======== DATA SHOWN ========

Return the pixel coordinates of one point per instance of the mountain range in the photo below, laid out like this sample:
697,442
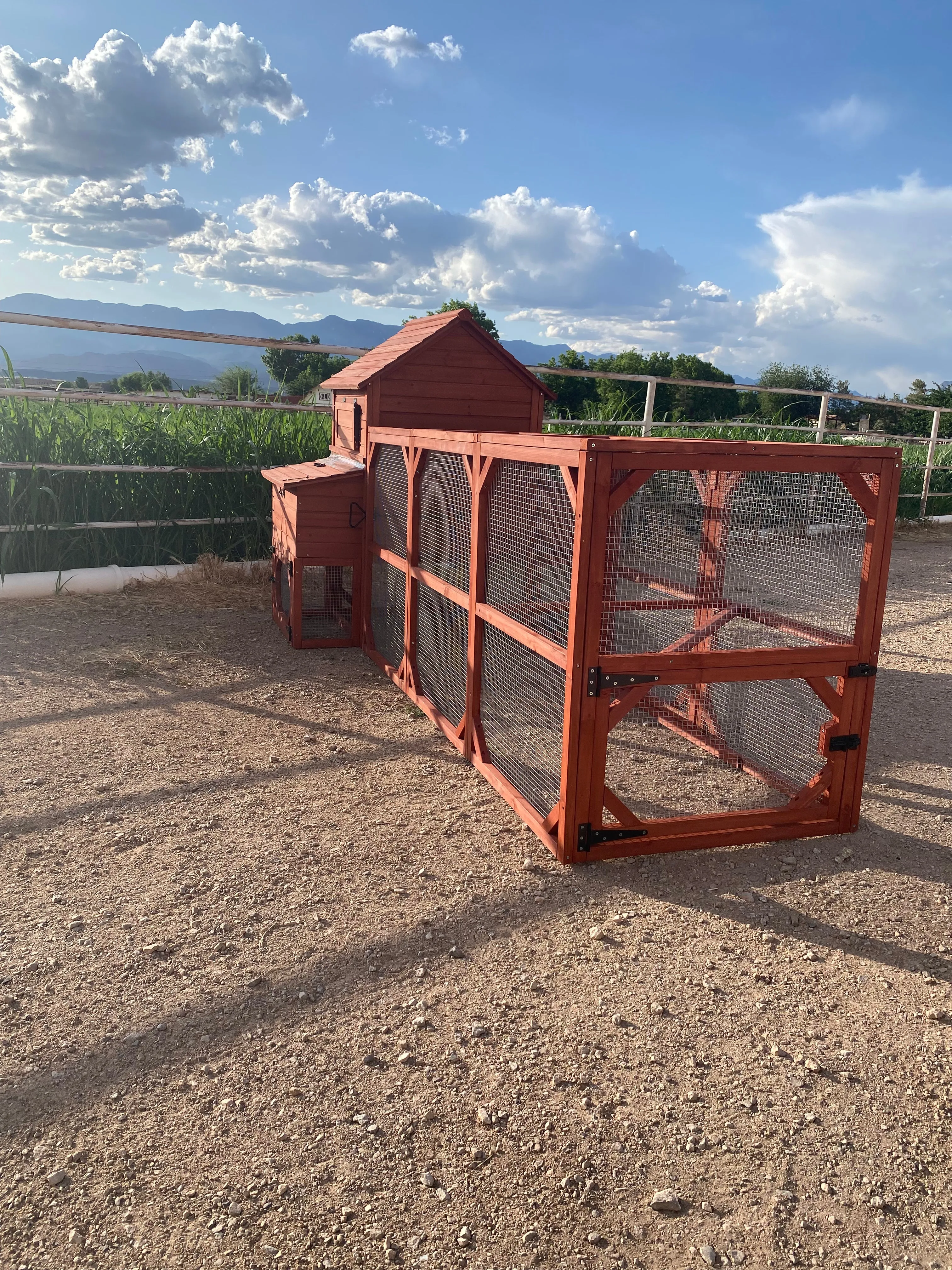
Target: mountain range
46,352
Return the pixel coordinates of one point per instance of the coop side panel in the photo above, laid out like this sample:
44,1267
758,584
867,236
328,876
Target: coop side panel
329,519
284,521
739,592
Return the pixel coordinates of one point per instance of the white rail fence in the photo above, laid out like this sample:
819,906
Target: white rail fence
652,383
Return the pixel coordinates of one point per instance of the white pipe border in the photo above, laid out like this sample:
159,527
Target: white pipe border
84,582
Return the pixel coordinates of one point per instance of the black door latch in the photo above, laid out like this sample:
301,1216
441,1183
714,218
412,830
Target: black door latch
598,680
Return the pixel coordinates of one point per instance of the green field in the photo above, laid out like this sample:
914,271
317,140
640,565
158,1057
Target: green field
41,506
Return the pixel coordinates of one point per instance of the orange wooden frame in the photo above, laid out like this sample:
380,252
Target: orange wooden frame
827,804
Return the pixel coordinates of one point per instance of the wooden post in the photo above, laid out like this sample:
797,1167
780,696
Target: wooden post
575,668
649,407
930,463
482,478
822,421
413,456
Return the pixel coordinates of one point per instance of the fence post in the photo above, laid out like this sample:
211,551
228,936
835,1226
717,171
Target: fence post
649,408
930,461
822,421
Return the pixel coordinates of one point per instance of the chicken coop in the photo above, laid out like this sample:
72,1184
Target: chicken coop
644,644
318,512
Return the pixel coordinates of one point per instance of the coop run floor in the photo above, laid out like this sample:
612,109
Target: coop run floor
272,954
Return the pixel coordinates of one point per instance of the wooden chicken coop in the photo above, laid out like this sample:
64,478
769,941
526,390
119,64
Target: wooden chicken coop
644,644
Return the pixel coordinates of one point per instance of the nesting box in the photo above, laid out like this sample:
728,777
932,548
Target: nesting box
318,512
442,373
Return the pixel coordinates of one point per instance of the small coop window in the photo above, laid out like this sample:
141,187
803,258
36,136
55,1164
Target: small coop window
285,587
327,598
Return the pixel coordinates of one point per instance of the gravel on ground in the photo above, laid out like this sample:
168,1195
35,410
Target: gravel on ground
284,981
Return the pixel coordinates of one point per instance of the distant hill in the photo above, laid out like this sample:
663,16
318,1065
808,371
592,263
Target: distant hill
51,353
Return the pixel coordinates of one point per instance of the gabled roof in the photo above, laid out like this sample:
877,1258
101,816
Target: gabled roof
409,338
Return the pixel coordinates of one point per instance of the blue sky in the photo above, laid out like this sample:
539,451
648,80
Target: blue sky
744,181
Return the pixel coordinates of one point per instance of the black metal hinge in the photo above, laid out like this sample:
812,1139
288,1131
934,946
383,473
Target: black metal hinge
589,838
598,680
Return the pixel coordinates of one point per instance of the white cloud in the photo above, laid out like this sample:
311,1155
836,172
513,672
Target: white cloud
112,214
117,110
196,150
117,267
398,248
78,139
395,44
853,120
865,283
445,138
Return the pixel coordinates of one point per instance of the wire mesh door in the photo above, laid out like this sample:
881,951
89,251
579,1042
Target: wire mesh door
724,653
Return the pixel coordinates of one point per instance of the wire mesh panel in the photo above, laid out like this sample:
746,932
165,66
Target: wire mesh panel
327,593
388,609
794,549
690,750
442,646
652,564
530,544
445,519
522,707
390,500
733,561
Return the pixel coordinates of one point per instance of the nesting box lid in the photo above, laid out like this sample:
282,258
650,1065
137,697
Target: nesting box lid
411,337
322,469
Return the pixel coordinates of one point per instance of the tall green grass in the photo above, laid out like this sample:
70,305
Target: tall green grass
41,505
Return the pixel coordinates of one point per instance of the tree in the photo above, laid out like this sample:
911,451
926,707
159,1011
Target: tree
624,401
144,381
818,379
479,315
298,371
236,383
573,394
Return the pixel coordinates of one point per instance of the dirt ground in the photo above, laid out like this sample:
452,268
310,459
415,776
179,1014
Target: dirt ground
271,954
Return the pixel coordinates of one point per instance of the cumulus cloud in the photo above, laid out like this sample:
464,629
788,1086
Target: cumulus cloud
445,138
76,140
395,44
398,248
112,214
853,120
865,281
117,267
44,257
117,110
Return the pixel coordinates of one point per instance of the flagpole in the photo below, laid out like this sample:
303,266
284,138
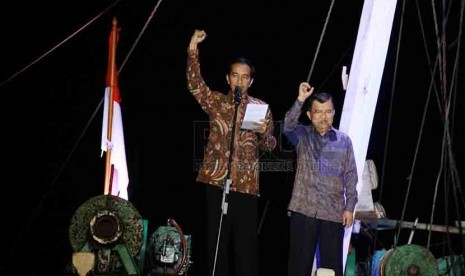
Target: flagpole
112,68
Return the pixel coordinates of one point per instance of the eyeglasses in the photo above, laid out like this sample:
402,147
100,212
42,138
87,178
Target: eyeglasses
329,112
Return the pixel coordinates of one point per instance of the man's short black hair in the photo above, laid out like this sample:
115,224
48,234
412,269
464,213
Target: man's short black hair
320,97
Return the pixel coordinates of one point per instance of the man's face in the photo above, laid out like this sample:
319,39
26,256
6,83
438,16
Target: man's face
240,75
321,115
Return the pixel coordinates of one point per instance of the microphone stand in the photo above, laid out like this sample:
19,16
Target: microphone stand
224,203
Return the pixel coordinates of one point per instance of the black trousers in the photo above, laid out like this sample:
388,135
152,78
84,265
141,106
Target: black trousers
238,244
305,234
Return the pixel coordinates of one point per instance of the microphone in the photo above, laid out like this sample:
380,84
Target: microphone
238,95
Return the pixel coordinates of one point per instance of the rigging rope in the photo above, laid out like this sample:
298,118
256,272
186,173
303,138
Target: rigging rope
61,43
41,203
319,42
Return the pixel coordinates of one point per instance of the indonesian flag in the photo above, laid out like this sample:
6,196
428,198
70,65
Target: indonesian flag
119,172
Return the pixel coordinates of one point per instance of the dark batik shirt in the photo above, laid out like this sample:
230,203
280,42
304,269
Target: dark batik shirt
326,176
220,109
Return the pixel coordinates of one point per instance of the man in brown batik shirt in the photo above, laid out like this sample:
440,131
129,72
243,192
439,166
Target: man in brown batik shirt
239,224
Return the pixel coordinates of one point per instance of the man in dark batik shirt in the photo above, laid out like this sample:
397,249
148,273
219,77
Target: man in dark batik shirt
239,225
324,193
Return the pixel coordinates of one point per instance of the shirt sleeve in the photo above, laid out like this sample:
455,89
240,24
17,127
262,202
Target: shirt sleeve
267,141
196,83
291,119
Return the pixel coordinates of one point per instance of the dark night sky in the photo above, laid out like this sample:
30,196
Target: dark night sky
48,106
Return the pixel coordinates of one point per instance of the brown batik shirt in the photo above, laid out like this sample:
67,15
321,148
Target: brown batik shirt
326,176
220,109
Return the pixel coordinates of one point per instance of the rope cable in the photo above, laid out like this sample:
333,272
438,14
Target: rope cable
59,44
321,39
33,217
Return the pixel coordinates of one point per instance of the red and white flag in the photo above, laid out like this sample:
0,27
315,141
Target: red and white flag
119,171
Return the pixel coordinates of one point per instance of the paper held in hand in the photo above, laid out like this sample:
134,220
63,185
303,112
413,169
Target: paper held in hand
254,114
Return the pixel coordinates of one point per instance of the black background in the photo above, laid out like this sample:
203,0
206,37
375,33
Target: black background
51,139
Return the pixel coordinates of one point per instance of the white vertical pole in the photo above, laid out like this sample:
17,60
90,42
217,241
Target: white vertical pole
365,76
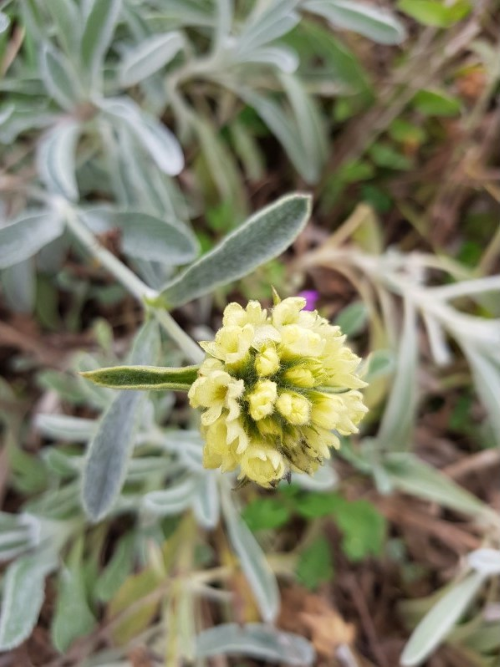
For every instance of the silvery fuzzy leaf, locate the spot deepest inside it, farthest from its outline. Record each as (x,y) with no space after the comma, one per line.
(24,236)
(60,78)
(399,415)
(282,57)
(146,236)
(4,22)
(68,23)
(154,137)
(252,561)
(101,19)
(255,640)
(149,56)
(19,286)
(435,626)
(263,236)
(23,594)
(108,455)
(485,561)
(206,504)
(66,427)
(56,159)
(266,26)
(172,500)
(373,22)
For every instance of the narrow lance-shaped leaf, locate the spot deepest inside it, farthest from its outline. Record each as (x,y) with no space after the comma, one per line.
(108,455)
(410,475)
(68,22)
(436,625)
(257,641)
(98,32)
(147,378)
(145,236)
(26,235)
(399,415)
(59,78)
(253,562)
(110,449)
(151,55)
(56,160)
(264,236)
(72,618)
(4,22)
(155,138)
(23,593)
(373,22)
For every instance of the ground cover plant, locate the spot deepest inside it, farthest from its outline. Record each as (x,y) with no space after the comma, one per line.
(163,159)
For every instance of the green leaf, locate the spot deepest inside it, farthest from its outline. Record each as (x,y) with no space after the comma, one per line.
(368,20)
(253,562)
(4,22)
(380,363)
(27,235)
(68,22)
(59,78)
(315,565)
(20,283)
(149,56)
(116,571)
(363,527)
(434,13)
(146,236)
(436,625)
(266,514)
(353,318)
(255,640)
(135,605)
(264,236)
(363,530)
(97,33)
(23,594)
(148,378)
(385,156)
(436,103)
(56,160)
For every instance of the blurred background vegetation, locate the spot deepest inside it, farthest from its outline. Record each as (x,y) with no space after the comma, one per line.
(135,135)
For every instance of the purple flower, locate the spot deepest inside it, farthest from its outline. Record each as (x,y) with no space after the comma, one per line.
(311,296)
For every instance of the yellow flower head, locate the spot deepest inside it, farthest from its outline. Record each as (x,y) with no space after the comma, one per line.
(275,389)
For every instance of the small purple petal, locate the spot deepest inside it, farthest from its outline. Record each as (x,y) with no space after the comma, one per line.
(311,296)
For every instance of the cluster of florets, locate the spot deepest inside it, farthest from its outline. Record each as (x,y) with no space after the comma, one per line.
(276,390)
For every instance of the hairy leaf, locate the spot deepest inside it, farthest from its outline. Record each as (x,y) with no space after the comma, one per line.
(23,593)
(56,160)
(257,641)
(26,235)
(98,32)
(436,625)
(253,563)
(264,236)
(151,55)
(368,20)
(144,377)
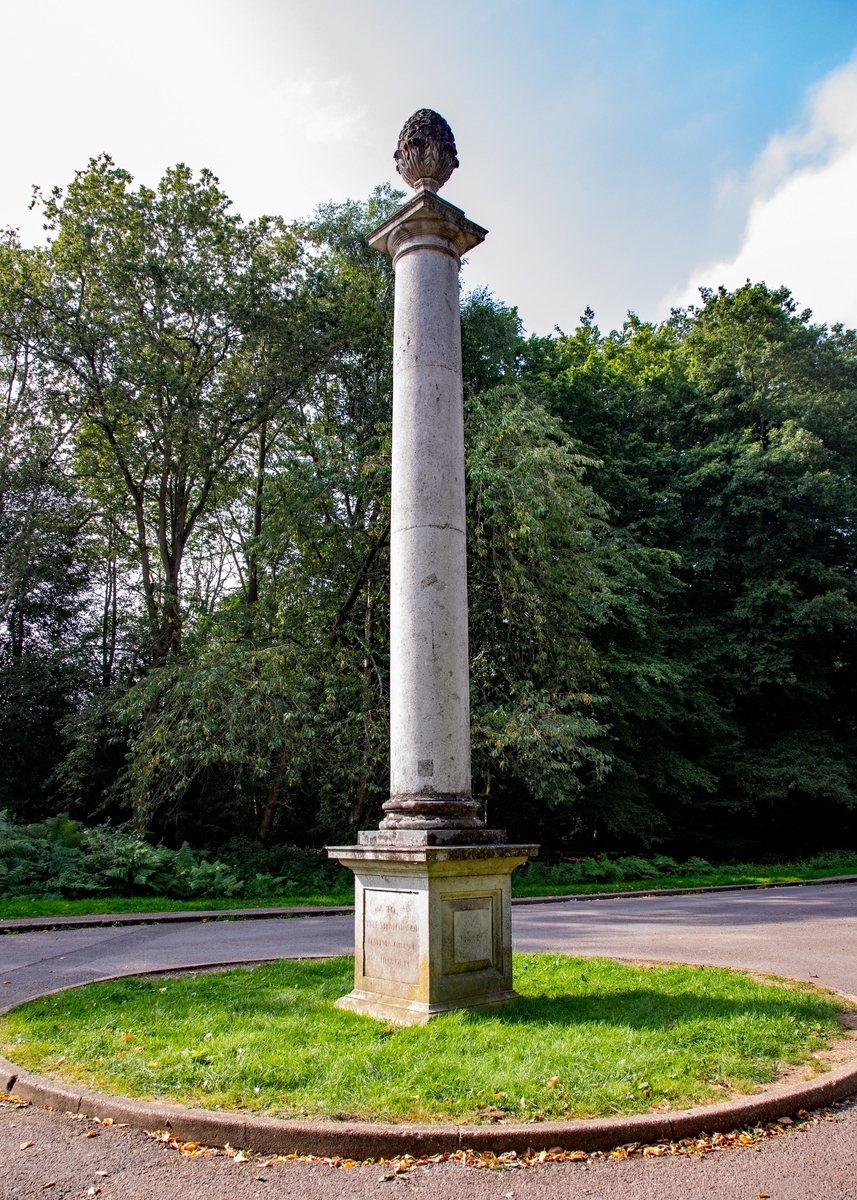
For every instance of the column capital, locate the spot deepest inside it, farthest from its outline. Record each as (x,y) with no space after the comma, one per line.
(427,222)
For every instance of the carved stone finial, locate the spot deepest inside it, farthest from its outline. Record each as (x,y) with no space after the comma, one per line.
(426,154)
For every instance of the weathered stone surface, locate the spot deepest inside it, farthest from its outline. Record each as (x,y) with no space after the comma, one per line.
(432,892)
(432,928)
(426,154)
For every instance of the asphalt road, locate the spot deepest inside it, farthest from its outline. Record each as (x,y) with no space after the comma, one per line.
(799,933)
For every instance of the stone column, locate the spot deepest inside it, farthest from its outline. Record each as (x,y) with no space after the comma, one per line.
(432,889)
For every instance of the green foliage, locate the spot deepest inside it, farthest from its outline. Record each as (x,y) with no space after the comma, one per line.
(588,1037)
(61,858)
(195,466)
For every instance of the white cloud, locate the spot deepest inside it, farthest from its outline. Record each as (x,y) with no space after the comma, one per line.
(802,223)
(319,111)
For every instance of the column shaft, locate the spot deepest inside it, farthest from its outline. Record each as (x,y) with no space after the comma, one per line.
(430,718)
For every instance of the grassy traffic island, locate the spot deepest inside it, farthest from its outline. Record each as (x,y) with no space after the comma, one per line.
(589,1037)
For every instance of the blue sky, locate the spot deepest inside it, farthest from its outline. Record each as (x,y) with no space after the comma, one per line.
(618,153)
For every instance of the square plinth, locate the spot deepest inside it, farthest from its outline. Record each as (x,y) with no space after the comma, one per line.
(432,927)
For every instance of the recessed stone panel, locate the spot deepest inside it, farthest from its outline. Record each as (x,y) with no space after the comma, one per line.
(390,935)
(468,934)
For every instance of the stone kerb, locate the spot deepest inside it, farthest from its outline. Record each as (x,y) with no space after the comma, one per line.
(363,1141)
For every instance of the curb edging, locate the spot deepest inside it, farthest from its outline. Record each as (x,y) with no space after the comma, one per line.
(109,919)
(360,1141)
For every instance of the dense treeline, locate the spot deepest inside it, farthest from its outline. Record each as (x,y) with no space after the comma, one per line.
(193,544)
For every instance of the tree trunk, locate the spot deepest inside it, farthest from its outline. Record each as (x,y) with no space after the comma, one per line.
(273,801)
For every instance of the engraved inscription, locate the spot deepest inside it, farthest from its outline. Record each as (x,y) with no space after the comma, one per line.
(472,935)
(390,935)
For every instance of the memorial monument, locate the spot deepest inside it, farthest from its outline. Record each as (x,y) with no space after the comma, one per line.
(432,885)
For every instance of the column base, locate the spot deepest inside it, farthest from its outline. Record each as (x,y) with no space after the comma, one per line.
(432,923)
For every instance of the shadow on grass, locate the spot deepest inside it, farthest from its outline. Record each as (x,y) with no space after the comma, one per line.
(641,1008)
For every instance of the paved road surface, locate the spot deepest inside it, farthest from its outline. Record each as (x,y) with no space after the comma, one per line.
(793,931)
(799,933)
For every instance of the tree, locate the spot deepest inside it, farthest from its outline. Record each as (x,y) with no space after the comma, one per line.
(173,329)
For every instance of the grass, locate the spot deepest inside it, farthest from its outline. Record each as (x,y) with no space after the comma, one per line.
(781,873)
(588,1037)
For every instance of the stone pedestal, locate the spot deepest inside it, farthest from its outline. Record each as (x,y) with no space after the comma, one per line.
(432,885)
(432,924)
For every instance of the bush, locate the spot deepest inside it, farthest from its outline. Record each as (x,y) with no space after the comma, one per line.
(59,858)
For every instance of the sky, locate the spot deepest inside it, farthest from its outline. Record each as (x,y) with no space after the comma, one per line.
(622,154)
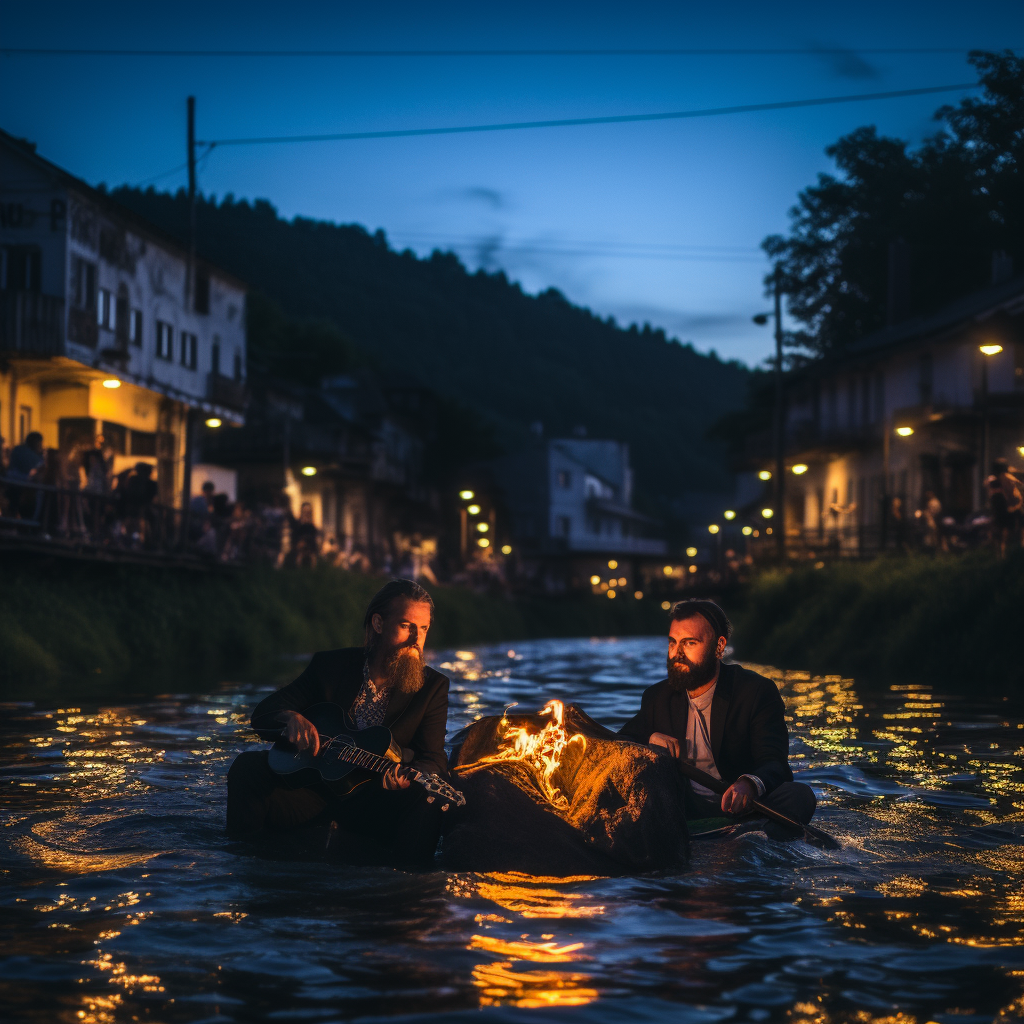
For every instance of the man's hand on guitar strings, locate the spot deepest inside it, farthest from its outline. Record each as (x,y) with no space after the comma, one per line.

========

Beginning at the line with "For every instance of the paved" and ending at the last line of the listing above, retype each line exactly, including those two lines. Leave the pictures out.

● **SOLUTION TO THE EXERCISE**
For every instance of the paved road surface, locate the spot deepest inside it, farthest from its outline. Record each as (x,y) with no space after the comma, one per line.
(793,931)
(799,933)
For every instance of the tree, locate the spot deepest inside it, farthest from its outline. Record each as (x,y) with no space after the comma, one per line.
(173,329)
For every instance of the grass, locate the spot deepest inside it, farthest from its outline. Record each as (x,y) with no space after the comma, one per line.
(781,873)
(588,1037)
For every instance of the stone pedestal, locate the spot deepest inside it, farthest from its outline. Record each as (x,y) with no space after the comma, one per line.
(432,885)
(432,924)
For every instance of the bush, locate the spot deepest inside it, farthest from its outline. Record each as (x,y) with no space after the comma, one per line.
(59,858)
For every instance of the sky, locate the spot deepest inside it, farthest from its outline. Record each as (x,y) with no space after the comma, one per line.
(622,154)
For every instance of the man's hand on guitar strings, locate the spot deepest inside it, farthest from its outline. Record each as (x,y) with no space after the comma, one per line.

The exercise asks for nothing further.